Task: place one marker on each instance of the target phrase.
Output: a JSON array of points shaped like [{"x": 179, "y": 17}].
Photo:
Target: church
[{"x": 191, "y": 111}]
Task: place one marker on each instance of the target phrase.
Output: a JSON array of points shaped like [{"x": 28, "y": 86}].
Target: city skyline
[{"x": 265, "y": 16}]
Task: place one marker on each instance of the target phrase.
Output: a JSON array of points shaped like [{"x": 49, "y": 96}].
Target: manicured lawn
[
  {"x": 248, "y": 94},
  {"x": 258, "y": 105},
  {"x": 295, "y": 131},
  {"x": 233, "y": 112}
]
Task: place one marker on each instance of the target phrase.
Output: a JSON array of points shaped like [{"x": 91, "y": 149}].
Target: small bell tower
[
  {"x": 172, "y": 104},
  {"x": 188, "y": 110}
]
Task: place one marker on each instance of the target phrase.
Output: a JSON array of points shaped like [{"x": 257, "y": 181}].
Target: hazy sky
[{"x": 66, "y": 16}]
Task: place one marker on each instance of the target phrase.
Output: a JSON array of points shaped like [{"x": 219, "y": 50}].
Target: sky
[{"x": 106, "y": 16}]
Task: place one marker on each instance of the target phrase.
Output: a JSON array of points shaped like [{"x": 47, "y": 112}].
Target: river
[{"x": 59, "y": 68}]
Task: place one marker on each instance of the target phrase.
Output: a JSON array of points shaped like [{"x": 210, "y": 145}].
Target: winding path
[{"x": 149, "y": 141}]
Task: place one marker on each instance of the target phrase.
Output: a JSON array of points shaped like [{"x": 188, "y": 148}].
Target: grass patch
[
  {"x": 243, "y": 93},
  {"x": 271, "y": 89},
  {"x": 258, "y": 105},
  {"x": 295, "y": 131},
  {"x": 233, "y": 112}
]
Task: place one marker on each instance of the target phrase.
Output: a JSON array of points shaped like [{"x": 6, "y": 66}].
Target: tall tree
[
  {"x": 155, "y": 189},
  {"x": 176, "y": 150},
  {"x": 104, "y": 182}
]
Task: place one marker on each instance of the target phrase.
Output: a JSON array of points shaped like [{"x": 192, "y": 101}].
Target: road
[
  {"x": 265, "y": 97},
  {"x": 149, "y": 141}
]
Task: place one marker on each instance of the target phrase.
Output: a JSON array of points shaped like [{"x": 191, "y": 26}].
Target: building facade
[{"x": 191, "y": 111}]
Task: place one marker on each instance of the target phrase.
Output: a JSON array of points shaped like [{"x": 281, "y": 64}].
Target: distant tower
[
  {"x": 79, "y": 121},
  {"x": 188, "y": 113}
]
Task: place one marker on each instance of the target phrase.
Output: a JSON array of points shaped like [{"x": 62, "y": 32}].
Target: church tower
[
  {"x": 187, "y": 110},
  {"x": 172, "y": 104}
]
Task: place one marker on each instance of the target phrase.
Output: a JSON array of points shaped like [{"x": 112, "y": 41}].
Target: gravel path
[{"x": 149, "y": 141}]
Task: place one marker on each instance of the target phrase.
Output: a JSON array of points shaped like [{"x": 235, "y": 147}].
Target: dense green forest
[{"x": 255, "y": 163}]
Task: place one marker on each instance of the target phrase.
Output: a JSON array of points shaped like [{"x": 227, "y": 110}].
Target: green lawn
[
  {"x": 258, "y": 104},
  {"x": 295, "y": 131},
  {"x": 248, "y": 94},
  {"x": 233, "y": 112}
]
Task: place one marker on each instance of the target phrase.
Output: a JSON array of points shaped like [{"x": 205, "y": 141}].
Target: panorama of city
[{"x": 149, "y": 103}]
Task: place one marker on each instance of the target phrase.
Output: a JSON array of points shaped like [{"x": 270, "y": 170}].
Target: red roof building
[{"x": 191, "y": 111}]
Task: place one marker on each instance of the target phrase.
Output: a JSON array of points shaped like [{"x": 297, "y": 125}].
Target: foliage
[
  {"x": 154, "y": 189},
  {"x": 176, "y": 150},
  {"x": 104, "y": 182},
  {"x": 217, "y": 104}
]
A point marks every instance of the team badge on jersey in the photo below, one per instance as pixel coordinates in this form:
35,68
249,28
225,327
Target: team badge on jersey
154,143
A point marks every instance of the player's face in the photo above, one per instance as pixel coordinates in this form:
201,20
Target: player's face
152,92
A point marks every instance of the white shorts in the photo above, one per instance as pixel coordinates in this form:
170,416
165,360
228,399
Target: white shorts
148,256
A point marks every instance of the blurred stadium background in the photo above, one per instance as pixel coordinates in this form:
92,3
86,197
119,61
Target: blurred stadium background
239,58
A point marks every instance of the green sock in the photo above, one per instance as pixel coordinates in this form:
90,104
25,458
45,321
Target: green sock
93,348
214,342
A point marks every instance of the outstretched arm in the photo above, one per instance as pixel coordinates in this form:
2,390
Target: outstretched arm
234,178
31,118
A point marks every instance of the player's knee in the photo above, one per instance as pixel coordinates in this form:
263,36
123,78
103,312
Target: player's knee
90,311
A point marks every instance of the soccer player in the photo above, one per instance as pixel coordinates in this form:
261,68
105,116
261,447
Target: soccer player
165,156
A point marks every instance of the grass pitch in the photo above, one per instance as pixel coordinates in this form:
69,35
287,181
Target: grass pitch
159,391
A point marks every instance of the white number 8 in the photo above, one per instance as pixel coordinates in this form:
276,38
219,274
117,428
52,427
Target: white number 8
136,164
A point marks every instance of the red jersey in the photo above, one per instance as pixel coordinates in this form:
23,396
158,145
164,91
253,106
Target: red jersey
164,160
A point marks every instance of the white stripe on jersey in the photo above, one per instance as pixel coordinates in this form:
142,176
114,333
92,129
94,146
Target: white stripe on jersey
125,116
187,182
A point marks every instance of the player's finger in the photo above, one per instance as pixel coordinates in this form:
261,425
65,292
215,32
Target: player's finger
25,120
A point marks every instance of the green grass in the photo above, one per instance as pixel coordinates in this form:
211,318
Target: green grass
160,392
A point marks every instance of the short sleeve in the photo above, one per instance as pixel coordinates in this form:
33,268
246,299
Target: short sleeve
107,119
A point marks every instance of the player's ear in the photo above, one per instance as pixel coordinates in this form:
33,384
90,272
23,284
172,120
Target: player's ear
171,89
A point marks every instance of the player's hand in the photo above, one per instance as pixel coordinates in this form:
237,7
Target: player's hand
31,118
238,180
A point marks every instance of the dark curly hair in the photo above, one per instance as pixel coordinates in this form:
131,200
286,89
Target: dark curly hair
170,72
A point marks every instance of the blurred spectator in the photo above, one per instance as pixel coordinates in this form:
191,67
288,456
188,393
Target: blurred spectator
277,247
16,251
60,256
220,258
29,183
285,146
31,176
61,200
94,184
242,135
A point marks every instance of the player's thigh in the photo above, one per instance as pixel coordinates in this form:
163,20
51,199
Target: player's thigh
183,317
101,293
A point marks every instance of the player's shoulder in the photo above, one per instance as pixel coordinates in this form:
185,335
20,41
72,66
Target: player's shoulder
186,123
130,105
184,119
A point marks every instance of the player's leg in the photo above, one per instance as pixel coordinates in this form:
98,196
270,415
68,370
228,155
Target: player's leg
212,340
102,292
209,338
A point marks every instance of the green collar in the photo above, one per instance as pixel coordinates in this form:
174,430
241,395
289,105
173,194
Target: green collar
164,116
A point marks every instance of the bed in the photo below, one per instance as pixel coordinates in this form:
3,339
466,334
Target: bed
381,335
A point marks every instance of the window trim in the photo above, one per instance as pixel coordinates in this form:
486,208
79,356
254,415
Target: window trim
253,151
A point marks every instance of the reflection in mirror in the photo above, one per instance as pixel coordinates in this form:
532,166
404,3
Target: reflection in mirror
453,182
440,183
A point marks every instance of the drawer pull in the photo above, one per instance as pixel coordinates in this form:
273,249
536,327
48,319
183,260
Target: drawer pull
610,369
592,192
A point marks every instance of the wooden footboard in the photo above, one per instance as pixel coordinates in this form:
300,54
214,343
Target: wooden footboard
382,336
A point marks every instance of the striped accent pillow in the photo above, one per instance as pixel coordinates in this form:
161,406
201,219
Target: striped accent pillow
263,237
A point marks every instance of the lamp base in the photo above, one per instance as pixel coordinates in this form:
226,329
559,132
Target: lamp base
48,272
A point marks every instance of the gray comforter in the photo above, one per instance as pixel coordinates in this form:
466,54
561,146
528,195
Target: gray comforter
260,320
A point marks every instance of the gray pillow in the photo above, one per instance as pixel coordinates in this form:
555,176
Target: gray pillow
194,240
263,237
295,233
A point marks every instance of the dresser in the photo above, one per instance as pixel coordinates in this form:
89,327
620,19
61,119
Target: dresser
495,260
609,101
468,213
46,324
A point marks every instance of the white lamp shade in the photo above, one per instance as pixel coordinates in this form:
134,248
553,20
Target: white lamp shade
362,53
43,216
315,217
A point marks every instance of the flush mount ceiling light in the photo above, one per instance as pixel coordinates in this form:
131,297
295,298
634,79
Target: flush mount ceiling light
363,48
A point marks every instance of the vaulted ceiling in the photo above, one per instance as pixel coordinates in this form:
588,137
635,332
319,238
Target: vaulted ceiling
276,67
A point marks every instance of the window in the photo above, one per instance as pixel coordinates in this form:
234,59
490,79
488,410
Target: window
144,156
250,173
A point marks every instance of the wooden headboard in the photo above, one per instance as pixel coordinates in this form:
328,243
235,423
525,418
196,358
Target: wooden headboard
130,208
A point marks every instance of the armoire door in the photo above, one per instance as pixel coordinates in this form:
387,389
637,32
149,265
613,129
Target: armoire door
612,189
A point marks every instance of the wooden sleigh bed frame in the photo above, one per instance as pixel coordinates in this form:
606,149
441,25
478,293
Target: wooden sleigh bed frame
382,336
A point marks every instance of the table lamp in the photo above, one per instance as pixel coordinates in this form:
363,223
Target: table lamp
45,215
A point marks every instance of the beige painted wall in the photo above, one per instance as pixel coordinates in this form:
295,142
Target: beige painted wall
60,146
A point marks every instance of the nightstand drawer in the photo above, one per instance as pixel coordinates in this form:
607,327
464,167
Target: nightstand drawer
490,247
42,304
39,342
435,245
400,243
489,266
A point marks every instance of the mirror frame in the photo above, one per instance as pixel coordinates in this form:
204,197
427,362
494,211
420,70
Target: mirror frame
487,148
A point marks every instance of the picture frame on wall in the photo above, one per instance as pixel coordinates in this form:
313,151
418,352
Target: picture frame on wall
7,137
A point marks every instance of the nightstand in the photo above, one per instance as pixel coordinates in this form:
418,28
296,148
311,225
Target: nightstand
:::
Exercise goal:
Copy the lines from the one with "A point marks every instance of the vaulted" through the last line of the material above, exactly as they are and with no others.

Response to this task:
A point marks every instance of the vaulted ceiling in the photo above, one per instance as pixel coordinates in this form:
588,137
635,332
319,238
Target: vaulted ceiling
276,67
A point marks every instance of the window in the photo above, one per instance as pixel coordinates in this form:
234,59
490,79
488,410
Target: window
144,156
250,173
A point marks every instance of the wooden headboard in the photo above, one per instance as pixel coordinates in this form:
328,243
235,423
525,418
196,358
Target: wooden headboard
130,208
A point marks every instance of the armoire door in the photo above, one per instance as pixel coordinates in this form:
387,389
637,32
149,265
613,129
Target: armoire door
612,189
A point marks every instance of the wooden sleigh bed frame in the photo above, one per instance as pixel coordinates in this form:
606,149
441,25
478,293
Target: wooden sleigh bed frame
382,336
A point marks every instance of the table lamp in the photo above, one per instance as pixel coordinates in this form:
363,223
Target: table lamp
45,215
A point marks every instance of the beige painted wall in the photo above, one per instance as pixel coordinates in this form:
295,142
Target: beige painted wall
60,146
A point marks every instance of the nightstand drawer in the photo above, one per instance as pixel coordinates in this form:
607,327
464,167
Target: nightstand drawer
490,247
42,304
39,342
435,245
400,243
489,266
A point marks every instance of the mirror frame in the photo above, one per instance as pixel coordinates in this form:
204,197
427,362
494,211
420,70
Target: mirror frame
487,148
A point marks every instance of the picture frame on wall in the photo above, one per instance as pixel coordinates in this form:
313,151
418,352
Target: picture frame on wall
7,137
A point marks every instance of the nightstand in the photo above, one per instance as pixel coordinates in this form:
418,28
296,148
311,225
Target: nightstand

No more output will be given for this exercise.